» **Page excerpt**:
Wednesday, Minister of Education Stephen Lecce announced the government’s plan to offer parents up to $60 per day if strike actions close schools or school-based child care centres.

“Our aim has always been to reach a negotiated settlement that keeps kids in class, which we have done successfully with multiple labour partners to date,” said Minister Lecce. “We recognize the impact of union escalation on families is real, and unions expect hard-working families to bear the costs of their cyclical labour action.”

“While unions impose hardship on families and students, our government is taking proactive steps to ensure students remain cared for — and families supported — in the event that unions decide to further escalate job action in their fight for enhanced compensation and other demands. The contrast could not be clearer.”

Financial support will be provided to parents for each day of school that a child misses on account of a labour disruption, according to Lecce.

Eligible parents of children up to age 12 (Grade 7), or up to age 21 for children and youth with special needs, in a publicly funded school, qualify for:

  • $60 per day for children aged 0-6 who are not yet enrolled in school but attend a school-based child care centre that is required to close on account of the strike.
  • $40 per day for students in Junior Kindergarten (JK) and Senior Kindergarten (SK).
  • $25 per day for students in Grades 1 up to and including Grade 7.
  • $40 total per day for students in JK up to and including Grade 12 with a special need(s).

There is some cynicism among the public, however. Many took to social media to accuse the Ontario government of “bribing” parents.

The Elementary Teachers’ Federation of Ontario (ETFO) recently began escalating its strike action after months of fraught negotiations with the province.

Public elementary school educators will no longer supervise extra-curricular activities or participate in field trips. 

The union also says that if the government “refuses to address critical issues” in talks by Jan. 17, ETFO members will commence a full withdrawal of services strike on a rotating basis beginning Jan. 20.

The province’s public secondary school teachers and Catholic elementary and secondary school teachers are also on work-to-rule.

» **Directive**:
In the excerpt on Ontario's strike support payments, what reason does Minister Lecce give for offering money to parents? Answer in one to three sentences.

Image box annotation records
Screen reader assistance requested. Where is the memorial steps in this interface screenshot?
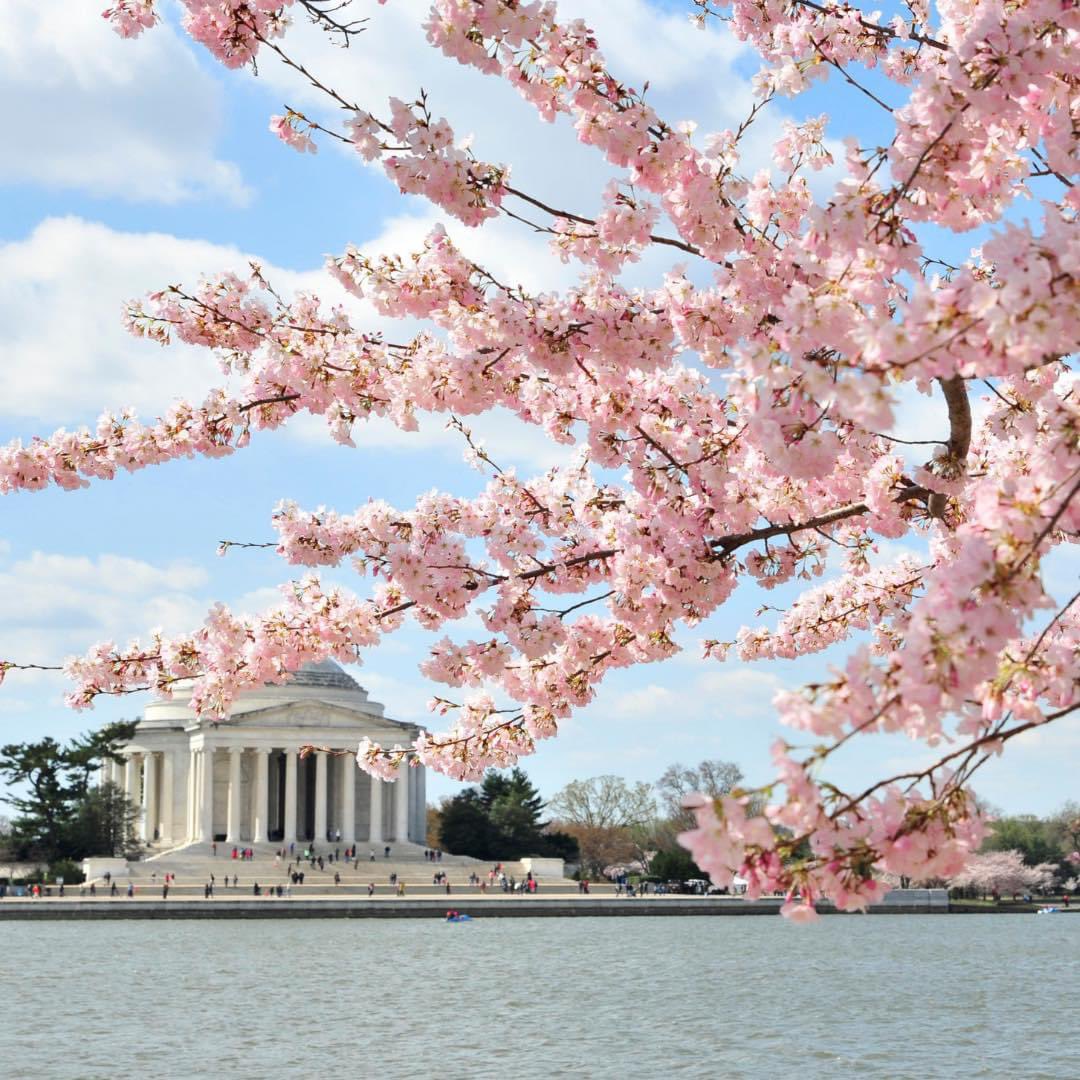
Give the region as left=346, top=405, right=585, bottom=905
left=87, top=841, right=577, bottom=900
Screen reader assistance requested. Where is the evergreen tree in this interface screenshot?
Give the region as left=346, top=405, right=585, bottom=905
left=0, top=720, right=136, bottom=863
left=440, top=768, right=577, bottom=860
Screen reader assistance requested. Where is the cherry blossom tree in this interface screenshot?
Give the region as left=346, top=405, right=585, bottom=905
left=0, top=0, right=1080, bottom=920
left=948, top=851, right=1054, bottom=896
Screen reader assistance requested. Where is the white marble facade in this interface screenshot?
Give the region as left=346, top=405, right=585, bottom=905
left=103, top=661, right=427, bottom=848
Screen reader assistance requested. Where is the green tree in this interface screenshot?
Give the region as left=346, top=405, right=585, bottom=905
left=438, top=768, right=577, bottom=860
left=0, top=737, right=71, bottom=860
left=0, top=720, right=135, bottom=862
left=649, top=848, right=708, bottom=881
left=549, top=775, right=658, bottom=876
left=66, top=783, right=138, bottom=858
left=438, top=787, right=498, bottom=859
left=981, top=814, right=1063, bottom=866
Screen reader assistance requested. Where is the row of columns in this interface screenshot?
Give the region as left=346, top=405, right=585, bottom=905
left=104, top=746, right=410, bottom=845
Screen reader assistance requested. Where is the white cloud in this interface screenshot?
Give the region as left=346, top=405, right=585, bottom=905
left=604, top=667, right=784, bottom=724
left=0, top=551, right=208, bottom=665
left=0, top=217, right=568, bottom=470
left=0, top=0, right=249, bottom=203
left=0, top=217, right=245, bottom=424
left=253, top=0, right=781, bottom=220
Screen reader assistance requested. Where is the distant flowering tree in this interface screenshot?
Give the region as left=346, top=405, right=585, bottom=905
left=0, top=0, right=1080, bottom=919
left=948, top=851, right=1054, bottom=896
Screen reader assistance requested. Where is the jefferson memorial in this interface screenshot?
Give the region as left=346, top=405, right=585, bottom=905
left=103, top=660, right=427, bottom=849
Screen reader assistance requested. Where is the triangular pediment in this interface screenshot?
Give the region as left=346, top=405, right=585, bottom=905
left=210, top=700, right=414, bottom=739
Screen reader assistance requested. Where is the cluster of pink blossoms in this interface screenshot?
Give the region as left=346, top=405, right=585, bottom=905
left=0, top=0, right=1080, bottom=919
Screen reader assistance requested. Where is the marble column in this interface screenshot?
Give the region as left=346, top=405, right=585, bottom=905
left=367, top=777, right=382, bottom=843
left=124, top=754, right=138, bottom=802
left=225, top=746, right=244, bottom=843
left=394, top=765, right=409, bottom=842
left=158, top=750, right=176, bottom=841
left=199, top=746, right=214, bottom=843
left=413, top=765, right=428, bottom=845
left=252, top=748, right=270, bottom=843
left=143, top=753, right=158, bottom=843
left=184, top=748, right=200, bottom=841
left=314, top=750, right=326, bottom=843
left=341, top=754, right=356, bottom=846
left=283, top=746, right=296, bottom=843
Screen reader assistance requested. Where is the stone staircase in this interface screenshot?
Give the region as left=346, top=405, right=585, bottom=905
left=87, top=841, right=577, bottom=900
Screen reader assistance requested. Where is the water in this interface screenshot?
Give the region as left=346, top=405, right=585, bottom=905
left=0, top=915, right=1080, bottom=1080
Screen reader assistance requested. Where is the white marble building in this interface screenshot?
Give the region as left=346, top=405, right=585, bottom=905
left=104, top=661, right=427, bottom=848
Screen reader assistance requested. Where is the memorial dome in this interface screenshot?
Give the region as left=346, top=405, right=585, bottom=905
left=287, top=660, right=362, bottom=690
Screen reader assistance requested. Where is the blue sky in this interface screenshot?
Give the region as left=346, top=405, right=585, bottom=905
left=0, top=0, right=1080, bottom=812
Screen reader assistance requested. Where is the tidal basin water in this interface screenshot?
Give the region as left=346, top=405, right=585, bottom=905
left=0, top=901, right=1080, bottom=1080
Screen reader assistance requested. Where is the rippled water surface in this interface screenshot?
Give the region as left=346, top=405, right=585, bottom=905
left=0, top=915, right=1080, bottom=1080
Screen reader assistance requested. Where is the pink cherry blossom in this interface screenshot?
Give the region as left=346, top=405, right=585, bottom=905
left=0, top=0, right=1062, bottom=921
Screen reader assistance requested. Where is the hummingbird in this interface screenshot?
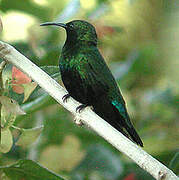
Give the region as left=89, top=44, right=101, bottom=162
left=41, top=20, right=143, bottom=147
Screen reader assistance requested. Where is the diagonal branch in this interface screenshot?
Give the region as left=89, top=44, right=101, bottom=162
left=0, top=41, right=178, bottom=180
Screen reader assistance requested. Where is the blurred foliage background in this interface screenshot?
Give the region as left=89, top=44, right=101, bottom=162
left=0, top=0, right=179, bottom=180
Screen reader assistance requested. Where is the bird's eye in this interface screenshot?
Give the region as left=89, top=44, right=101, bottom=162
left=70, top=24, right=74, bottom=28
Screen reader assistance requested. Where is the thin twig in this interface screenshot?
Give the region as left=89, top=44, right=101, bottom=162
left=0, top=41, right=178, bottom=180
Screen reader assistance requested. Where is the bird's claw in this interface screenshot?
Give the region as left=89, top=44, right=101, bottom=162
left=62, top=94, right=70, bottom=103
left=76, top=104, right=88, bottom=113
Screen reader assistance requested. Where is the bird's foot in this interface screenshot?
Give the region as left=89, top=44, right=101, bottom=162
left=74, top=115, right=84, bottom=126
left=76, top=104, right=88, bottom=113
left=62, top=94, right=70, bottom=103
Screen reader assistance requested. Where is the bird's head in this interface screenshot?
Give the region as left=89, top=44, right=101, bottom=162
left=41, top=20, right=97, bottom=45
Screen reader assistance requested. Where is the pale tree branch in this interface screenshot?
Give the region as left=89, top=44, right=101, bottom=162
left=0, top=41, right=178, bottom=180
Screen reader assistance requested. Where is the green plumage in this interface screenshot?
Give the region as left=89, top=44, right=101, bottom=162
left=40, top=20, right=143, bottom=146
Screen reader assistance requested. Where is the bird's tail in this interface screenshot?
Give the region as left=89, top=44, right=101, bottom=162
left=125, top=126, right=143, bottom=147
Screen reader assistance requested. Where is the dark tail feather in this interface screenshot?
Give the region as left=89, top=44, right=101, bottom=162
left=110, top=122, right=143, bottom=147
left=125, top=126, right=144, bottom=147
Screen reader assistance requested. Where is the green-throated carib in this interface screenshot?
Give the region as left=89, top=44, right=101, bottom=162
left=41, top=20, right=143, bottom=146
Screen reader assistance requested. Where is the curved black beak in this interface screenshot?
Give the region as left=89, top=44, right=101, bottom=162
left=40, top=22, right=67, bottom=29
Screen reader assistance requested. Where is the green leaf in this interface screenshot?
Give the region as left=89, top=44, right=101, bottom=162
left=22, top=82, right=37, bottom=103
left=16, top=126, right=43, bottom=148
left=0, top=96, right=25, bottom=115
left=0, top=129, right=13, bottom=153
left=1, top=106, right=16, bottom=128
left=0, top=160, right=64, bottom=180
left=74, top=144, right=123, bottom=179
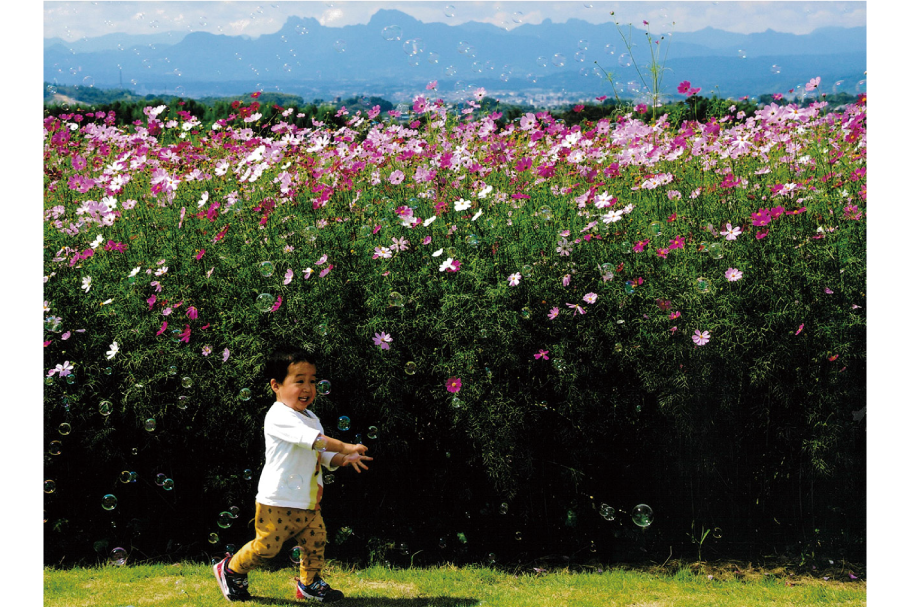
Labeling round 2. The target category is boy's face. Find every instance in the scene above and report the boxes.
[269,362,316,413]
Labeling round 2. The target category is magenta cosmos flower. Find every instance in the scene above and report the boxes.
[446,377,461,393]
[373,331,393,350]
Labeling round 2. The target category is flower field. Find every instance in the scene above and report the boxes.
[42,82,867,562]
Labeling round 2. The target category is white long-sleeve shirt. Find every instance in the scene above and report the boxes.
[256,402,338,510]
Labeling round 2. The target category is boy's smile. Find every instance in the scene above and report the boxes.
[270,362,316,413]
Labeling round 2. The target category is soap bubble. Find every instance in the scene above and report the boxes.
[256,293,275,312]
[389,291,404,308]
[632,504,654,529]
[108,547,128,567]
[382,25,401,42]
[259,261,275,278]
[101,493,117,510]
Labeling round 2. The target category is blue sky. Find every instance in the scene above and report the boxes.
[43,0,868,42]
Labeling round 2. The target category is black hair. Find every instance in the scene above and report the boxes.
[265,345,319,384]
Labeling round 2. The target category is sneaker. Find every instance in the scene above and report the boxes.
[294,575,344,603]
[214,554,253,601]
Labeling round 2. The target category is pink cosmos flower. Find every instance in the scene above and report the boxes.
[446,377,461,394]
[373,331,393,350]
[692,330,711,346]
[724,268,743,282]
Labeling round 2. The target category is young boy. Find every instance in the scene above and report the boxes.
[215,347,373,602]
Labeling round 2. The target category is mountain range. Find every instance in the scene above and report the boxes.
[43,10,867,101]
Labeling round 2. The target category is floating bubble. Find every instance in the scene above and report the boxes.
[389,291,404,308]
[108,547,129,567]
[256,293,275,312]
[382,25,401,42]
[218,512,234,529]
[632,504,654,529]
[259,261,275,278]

» **Exercise output**:
Lecce says that union escalation has a real impact on families and that unions expect hard-working families to bear the costs of their labour action. The government is offering the payments as a proactive step to keep students cared for and families supported if unions further escalate job action.